Se questo può andare bene per un modello matematico, quindi puramente teorico, è facile capire che la realtà dei mercati è molto diversa, l’equilibrio è solo momentaneo, i comportamenti degli operatori sono spesso irrazionali, ci sono tantissimi fattori che influenzano i prezzi ed è per questo che naturalmente si sono sviluppate altre teorie come ad esempio:

BEHAVIORAL ECONOMICS (Finanza Comportamentale): ha studiato gli effetti dei fattori sociali, cognitivi ed emozionali che stanno dietro alle decisioni individuali/collettive e le loro conseguenze su prezzi, rendimenti ed allocazione ottimale di risorse. Il presupposto quindi che le decisioni economico-finanziarie vengano prese in modo perfettamente razionale ed efficiente viene smontato.
Primi studi già dal 1950 ma il maggiore impulso alla B.E. venne, a partire dagli anni ’70, dai lavori di A. Tversky e D. Kahneman (premio nobel economia 2002).

 

FUNDAMENTALISM (ECONOMIC & MATHEMATICAL) – (Fondamentalismo): si fonda sul concetto economico del “laissez-faire” ossia delle politiche economiche liberiste secondo le quali il mercato, lasciato libero a se stesso offrirà le maggiori possibilità di crescita e prosperità per tutti, il mercato si autoregola.
Da qui si sono sviluppate per contro opinioni in termini di politica economica più o meno interventiste, miste e protezionistiche.
Da un punto di vista più strettamente teorico finanziario si studiarono gli effetti delle singole variabili economiche sui prezzi degli strumenti finanziari (azioni, futures, obbligazioni, opzioni) con relazioni più o meno complesse e talvolta difficilmente definibili matematicamente. Non riuscendo a definire poi tutte le interazioni tra le variabili stesse, un equazione matematica che definisca la realtà del mercato, non può essere scritta e di conseguenza risolta; una soluzione fondamentalista che definisca il comportamento del mercato non è quindi possibile.

 

ECONOPHISIC (Econofisica): è entrata nelle scena intorno alla metà degli anni ’90 concentrandosi sulla individuazione di una funzione di distribuzione del mercato. Questa teoria dimostra che i mercati sono spesso non in equilibrio e la distribuzione Gaussiana non è in grado di descrivere la complessità del mercato, che è in continuo cambiamento dovuto al continuo feedback dei partecipanti (traders)
Le “Fat Tails” delle distribuzioni spesso dimostrano che la Gaussiana non è in grado di descrivere la complessità e la variabilità nel tempo dell’ asta di mercato.

 

In sostanza si era alla ricerca di una funzione di distribuzione che descrivesse i mercati, ma la conclusione è che essa può non esistere, ed io aggiungo, chiunque operi giornalmente nei mercati non può che essere sicuro di questo.

• Problema scritto 1: Secondo la fonte, in quale periodo è entrata in scena l'econofisica?
• Problema scritto 2: Riporta dalla fonte il passo che inizia con "ECONOPHISIC (Econofisica): è entrata" e finisce con "dei partecipanti (traders)".

• Dati forniti:
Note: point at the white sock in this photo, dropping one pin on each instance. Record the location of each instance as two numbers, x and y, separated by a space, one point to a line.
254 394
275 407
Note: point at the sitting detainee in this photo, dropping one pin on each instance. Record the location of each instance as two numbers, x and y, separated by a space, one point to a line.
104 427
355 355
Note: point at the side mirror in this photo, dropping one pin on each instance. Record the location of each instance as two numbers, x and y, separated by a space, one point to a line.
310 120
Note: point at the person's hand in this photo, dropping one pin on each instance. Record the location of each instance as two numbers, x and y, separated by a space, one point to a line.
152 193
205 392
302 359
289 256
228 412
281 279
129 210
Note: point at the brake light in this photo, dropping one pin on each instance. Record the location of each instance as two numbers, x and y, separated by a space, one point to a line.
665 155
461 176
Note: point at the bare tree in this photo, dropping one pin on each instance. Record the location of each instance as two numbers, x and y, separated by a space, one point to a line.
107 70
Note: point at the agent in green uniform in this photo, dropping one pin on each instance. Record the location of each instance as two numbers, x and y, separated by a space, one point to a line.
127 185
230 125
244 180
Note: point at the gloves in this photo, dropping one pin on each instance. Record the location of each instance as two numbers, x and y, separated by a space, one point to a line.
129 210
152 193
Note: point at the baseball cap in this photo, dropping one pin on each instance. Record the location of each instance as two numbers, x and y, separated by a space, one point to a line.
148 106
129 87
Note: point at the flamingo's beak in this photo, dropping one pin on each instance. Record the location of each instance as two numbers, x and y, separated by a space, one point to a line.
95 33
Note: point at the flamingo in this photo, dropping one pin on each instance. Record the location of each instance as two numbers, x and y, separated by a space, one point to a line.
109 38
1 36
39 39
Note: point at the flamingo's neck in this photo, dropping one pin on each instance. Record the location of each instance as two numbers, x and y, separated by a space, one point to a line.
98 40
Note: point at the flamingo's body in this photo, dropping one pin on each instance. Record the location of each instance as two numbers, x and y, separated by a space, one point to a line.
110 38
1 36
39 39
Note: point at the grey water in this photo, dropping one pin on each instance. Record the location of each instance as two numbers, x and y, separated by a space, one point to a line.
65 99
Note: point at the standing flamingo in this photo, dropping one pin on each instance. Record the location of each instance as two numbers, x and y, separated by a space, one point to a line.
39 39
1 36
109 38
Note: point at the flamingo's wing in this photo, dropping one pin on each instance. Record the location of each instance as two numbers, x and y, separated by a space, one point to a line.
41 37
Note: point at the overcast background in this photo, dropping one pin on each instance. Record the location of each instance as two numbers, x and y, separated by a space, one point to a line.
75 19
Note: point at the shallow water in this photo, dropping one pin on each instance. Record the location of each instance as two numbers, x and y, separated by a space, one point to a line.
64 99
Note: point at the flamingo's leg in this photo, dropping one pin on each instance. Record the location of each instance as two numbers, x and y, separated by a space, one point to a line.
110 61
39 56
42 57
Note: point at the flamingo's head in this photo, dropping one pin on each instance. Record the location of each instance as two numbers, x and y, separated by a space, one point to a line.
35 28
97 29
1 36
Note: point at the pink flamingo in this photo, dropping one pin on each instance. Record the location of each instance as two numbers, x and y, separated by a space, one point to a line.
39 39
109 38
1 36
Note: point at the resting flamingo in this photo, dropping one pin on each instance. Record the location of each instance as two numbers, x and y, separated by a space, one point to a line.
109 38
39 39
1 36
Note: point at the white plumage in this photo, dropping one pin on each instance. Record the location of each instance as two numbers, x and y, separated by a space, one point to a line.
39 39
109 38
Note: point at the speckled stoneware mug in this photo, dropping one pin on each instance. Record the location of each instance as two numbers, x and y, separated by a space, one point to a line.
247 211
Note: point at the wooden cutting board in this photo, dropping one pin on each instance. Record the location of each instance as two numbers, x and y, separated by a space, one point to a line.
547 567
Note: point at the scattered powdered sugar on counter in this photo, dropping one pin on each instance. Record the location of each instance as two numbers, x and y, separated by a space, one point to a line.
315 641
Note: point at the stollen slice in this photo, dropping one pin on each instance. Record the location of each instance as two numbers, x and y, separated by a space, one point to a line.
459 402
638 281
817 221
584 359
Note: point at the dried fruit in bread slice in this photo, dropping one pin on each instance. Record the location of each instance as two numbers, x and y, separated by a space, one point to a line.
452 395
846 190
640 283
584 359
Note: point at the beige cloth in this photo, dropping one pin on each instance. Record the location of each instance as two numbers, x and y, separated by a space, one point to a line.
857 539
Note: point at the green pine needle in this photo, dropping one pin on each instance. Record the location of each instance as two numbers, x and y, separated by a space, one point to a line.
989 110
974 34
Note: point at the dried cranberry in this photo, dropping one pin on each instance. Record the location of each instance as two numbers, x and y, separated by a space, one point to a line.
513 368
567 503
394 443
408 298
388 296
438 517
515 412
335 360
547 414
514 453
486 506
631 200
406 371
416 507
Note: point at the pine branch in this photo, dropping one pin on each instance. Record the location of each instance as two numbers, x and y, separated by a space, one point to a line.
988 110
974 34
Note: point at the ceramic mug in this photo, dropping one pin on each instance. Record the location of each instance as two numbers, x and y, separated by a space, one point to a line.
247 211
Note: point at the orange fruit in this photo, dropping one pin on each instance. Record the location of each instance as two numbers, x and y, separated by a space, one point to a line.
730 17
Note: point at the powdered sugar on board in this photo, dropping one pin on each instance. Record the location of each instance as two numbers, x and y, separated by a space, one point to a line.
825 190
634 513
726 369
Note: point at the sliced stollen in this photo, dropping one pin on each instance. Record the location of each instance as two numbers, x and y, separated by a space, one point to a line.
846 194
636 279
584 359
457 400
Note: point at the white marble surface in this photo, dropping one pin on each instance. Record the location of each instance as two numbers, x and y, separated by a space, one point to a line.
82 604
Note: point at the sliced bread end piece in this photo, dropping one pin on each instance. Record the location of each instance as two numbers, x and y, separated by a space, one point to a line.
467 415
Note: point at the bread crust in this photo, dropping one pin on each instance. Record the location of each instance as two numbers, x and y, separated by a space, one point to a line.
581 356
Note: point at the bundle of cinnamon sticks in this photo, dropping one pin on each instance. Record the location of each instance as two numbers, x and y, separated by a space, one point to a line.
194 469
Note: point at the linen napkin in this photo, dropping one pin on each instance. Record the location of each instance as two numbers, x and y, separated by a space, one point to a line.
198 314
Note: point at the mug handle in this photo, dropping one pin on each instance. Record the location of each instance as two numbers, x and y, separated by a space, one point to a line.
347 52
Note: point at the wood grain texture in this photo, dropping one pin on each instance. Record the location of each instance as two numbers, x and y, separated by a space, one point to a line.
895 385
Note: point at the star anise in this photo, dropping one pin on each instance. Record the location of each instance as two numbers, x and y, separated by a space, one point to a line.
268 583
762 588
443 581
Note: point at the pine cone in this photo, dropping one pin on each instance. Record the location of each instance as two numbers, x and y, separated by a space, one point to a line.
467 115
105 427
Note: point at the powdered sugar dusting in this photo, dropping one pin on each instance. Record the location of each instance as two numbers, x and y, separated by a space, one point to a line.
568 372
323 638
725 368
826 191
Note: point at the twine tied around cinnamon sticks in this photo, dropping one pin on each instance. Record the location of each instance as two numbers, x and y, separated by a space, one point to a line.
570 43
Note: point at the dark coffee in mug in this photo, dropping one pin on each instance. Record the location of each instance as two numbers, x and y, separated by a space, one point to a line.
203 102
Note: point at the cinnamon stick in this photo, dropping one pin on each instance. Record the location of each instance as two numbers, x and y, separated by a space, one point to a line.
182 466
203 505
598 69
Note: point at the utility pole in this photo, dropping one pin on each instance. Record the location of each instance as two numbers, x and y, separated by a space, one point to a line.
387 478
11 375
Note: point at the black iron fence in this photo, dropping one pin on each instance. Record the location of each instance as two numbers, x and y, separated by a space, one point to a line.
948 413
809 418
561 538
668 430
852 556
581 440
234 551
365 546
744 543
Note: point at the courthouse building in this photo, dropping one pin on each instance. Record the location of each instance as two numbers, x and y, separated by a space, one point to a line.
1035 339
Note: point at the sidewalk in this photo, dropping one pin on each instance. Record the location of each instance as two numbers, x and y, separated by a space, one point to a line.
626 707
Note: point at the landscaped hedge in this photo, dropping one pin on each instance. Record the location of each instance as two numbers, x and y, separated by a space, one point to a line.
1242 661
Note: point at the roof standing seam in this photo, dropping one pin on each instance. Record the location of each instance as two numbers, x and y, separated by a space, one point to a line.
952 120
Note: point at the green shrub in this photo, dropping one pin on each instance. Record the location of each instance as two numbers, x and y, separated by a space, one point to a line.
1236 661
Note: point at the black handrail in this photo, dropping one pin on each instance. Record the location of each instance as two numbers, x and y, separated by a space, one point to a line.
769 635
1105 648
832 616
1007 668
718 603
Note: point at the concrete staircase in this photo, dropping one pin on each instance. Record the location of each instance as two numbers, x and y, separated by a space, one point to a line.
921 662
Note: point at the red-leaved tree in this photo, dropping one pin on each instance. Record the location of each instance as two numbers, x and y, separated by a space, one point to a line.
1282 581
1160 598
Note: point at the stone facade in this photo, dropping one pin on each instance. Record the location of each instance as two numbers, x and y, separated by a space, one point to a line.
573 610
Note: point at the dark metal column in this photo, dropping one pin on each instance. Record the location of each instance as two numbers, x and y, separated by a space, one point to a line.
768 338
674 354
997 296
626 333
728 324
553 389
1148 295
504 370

• Risposta completa 1: Intorno alla metà degli anni ’90.

• Risposta completa 2:
ECONOPHISIC (Econofisica): è entrata nelle scena intorno alla metà degli anni ’90 concentrandosi sulla individuazione di una funzione di distribuzione del mercato. Questa teoria dimostra che i mercati sono spesso non in equilibrio e la distribuzione Gaussiana non è in grado di descrivere la complessità del mercato, che è in continuo cambiamento dovuto al continuo feedback dei partecipanti (traders)